Work to do. Count how many lines of the data below contain the string "sparkle", matching case exactly. Give only the number.

>> START Provided data

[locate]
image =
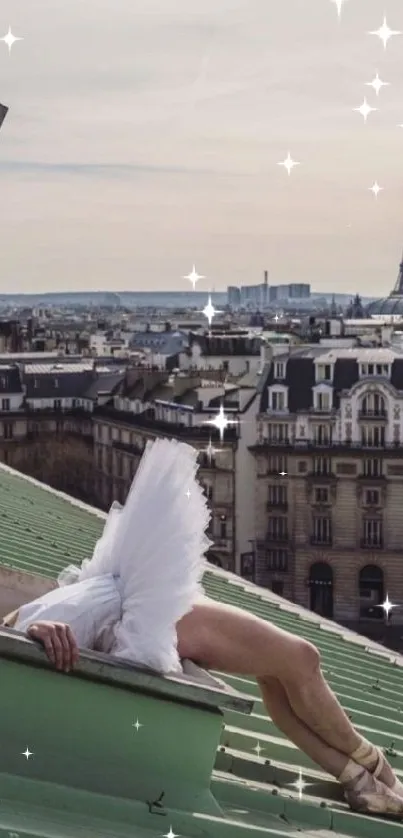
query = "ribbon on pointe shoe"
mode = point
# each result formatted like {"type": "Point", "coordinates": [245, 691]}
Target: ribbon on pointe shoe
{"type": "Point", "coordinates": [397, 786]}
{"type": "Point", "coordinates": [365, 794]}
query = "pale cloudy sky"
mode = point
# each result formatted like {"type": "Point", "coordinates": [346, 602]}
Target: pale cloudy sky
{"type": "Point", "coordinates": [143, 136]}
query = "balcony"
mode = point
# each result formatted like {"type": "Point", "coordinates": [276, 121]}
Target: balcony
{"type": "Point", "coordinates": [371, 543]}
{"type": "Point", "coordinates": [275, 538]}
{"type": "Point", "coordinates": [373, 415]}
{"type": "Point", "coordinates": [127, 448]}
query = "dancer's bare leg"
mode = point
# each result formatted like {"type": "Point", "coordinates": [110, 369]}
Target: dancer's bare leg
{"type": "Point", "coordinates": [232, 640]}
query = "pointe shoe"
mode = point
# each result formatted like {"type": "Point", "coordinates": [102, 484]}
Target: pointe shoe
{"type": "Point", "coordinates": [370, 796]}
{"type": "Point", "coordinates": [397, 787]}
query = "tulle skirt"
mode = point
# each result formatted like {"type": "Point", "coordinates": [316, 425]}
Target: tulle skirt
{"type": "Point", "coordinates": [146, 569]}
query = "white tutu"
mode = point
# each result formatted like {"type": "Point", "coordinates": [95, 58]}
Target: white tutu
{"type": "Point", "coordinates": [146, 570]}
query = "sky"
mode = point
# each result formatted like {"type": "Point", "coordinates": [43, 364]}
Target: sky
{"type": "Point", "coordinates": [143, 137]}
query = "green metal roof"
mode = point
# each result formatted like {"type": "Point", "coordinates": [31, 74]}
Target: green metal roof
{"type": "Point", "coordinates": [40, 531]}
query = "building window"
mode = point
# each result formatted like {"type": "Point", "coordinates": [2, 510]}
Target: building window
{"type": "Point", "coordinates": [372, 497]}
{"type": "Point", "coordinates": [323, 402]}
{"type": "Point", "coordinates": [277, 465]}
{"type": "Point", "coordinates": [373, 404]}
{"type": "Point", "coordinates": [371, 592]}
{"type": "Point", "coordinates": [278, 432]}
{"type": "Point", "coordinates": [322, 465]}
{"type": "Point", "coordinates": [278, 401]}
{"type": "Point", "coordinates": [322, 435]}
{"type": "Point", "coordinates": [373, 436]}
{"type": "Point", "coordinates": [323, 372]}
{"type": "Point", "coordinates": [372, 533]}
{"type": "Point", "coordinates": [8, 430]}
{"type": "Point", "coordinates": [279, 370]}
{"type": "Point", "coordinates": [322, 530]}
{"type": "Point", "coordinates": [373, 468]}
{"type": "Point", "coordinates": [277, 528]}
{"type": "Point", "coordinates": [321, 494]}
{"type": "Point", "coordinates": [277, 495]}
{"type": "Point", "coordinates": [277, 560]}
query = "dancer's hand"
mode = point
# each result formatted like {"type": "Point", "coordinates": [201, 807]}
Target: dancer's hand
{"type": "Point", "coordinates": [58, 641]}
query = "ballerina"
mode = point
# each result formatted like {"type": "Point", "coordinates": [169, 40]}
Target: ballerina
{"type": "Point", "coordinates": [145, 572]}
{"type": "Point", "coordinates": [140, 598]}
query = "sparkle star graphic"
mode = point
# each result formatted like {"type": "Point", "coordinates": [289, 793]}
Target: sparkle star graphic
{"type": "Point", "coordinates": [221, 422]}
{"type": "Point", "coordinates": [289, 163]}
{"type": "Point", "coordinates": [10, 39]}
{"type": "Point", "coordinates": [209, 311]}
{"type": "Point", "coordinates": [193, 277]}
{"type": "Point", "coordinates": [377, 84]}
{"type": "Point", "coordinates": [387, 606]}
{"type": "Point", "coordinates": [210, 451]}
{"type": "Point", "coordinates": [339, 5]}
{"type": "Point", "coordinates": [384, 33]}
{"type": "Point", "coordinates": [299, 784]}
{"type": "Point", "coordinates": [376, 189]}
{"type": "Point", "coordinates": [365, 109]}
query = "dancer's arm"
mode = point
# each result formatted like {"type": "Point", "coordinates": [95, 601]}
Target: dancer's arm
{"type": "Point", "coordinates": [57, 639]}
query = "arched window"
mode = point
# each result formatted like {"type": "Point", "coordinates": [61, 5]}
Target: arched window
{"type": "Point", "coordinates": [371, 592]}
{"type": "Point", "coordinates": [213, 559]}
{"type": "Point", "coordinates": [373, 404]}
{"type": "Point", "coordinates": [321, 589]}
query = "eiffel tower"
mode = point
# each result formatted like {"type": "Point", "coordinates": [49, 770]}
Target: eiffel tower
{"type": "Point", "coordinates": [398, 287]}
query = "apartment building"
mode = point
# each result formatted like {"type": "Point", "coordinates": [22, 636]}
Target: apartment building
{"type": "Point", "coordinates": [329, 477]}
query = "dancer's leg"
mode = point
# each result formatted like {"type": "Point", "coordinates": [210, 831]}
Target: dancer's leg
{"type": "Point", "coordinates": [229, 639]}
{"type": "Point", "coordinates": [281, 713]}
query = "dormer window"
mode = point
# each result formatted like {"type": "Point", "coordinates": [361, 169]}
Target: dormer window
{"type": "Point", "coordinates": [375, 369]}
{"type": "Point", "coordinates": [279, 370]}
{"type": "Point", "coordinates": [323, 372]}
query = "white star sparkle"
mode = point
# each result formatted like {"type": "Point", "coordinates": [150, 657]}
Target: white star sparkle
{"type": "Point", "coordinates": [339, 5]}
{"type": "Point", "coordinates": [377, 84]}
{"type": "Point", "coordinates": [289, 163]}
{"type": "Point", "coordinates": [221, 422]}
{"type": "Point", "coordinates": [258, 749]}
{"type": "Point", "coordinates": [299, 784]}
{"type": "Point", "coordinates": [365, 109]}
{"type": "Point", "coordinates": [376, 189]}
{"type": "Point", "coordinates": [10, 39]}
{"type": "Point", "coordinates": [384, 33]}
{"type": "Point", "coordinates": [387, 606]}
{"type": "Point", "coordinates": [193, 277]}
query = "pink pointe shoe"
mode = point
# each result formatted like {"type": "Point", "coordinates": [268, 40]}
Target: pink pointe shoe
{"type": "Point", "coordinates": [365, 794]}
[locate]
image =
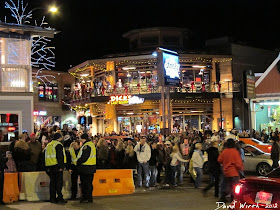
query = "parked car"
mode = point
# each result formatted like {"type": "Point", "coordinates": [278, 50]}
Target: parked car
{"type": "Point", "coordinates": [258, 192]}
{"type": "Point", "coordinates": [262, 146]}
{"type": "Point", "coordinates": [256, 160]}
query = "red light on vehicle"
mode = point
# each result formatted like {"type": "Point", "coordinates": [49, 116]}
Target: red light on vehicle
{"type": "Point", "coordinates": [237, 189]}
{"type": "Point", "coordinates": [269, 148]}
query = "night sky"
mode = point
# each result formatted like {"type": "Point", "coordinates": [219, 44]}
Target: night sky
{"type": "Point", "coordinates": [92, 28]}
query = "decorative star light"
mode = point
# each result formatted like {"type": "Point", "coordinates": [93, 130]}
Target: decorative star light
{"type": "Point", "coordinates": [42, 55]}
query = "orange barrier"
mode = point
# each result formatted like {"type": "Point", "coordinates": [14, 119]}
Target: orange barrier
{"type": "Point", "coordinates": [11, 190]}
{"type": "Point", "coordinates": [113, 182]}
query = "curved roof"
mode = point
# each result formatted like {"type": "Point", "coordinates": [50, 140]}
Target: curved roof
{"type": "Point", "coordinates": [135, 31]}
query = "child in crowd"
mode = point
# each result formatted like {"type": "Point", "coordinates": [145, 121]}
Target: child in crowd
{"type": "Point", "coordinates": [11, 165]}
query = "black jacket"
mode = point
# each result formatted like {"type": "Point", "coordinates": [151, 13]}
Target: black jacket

>> END Provided data

Worked answer. 4